-- Begin Available records --
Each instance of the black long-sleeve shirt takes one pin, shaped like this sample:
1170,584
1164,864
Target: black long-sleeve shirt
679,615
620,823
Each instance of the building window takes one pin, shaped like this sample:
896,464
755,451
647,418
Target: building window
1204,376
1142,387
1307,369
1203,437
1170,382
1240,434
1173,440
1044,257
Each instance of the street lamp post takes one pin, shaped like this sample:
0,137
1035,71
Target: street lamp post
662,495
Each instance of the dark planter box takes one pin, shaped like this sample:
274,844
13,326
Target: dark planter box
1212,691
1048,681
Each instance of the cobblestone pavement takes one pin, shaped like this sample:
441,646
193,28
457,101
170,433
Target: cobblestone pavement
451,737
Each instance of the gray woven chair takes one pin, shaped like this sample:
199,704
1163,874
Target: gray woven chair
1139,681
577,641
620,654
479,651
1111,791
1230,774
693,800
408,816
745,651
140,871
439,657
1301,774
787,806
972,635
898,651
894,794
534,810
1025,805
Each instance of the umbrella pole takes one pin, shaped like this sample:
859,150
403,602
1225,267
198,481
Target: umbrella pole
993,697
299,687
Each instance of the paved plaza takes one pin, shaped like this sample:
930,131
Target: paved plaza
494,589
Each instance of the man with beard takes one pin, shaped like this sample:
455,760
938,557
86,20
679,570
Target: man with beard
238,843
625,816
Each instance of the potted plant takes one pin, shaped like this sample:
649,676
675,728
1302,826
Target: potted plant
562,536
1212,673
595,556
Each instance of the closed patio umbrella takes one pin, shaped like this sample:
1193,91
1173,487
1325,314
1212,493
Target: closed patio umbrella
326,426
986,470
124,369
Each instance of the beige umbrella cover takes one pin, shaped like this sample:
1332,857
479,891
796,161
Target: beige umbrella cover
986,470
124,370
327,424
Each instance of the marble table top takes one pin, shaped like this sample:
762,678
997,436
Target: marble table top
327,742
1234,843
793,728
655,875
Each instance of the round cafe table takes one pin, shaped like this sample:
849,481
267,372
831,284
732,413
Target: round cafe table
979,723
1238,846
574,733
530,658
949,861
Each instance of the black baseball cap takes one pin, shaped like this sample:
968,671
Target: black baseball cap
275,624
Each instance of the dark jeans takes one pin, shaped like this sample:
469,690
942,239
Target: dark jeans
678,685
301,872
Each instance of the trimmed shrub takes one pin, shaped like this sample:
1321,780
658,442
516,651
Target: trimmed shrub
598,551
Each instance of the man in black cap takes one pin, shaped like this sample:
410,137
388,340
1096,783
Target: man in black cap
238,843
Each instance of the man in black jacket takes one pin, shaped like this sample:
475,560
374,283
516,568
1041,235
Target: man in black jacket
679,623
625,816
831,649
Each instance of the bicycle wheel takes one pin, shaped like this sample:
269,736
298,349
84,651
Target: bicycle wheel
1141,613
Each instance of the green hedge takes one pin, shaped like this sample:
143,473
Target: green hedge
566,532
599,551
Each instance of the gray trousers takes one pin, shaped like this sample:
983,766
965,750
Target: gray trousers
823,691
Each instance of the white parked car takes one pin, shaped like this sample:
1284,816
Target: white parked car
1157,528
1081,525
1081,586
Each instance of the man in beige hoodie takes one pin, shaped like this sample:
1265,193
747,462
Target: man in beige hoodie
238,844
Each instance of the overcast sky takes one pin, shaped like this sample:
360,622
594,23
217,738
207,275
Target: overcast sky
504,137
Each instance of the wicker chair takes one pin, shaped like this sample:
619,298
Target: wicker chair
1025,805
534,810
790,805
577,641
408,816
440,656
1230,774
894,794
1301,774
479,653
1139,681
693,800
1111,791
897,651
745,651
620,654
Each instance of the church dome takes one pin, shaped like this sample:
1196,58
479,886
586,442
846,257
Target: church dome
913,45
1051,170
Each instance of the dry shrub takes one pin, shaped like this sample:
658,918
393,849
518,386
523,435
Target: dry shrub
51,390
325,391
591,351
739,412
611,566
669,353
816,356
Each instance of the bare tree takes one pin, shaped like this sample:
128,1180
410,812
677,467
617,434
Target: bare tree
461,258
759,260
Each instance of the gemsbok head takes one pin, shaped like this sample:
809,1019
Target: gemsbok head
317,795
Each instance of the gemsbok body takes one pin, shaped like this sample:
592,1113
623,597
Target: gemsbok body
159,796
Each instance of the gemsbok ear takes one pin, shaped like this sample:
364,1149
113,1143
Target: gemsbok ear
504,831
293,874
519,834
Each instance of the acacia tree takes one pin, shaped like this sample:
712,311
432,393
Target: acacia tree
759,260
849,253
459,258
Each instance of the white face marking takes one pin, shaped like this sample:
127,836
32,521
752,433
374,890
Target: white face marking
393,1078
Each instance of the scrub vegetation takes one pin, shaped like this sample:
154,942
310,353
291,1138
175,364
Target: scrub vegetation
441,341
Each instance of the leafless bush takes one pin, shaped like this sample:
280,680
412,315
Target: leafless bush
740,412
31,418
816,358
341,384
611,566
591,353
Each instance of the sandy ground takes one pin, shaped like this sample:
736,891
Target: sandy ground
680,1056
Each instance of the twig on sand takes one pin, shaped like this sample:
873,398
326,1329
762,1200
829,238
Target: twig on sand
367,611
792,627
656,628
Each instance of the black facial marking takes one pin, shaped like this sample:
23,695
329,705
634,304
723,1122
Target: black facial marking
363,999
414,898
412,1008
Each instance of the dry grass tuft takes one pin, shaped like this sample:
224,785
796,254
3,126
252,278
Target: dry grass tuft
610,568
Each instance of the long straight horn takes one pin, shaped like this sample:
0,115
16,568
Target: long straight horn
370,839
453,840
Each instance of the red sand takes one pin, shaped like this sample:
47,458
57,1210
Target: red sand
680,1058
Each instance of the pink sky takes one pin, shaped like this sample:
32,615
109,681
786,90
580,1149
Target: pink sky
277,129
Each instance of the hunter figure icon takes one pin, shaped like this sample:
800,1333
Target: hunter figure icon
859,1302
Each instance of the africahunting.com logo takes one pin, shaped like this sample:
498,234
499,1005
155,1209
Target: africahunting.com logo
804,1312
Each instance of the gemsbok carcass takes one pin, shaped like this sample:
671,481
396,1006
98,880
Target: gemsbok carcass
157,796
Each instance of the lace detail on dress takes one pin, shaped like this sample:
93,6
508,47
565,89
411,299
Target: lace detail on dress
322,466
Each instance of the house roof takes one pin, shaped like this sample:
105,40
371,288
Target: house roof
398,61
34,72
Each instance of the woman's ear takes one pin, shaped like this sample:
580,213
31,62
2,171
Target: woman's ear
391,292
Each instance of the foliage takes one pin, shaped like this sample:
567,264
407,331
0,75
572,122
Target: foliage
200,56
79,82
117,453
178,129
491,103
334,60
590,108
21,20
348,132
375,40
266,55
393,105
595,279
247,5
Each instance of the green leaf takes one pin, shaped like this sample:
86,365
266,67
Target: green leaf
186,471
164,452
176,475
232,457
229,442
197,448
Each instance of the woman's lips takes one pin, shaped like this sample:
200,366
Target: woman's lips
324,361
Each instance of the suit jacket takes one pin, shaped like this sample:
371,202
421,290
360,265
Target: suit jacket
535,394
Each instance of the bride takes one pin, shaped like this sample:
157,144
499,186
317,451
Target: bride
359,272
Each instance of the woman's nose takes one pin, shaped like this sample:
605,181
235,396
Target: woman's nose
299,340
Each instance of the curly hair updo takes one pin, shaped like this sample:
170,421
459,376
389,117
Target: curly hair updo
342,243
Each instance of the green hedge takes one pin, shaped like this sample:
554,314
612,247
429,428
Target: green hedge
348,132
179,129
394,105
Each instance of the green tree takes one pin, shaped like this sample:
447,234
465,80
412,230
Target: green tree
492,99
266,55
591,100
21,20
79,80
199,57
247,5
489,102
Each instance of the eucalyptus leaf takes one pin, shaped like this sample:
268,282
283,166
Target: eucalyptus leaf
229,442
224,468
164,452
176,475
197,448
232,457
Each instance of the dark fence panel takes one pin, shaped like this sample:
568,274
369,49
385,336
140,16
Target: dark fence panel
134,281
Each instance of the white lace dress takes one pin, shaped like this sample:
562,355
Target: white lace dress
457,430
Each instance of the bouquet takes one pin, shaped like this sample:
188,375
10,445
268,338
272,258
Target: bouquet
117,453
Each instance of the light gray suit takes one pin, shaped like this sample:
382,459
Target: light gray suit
-- End Available records --
» **Given instruction**: Only the lines from the one that contains "Each instance of the eucalyptus" through the last line should be repeated, each exactly as it stands, with both ends included.

» **Correct answer**:
Each instance of the eucalyptus leaf takes one pin, shaped like this sample:
268,282
283,166
Target: eucalyptus leaf
229,442
224,468
164,452
176,475
197,448
232,457
Each instance of the dark fence panel takes one pin, shaped like this sample:
568,274
369,49
385,336
140,16
Target: dark fence panel
134,281
Each instance of the white lace dress takes one pin, shaped like this sample:
562,355
Target: white lace dress
457,430
Each instance of the bouquet takes one pin, shaped like this sample:
188,375
10,445
268,338
272,258
Target: bouquet
117,453
Each instance of the light gray suit takes one pin, shaped like this sample:
382,459
Target: light gray suit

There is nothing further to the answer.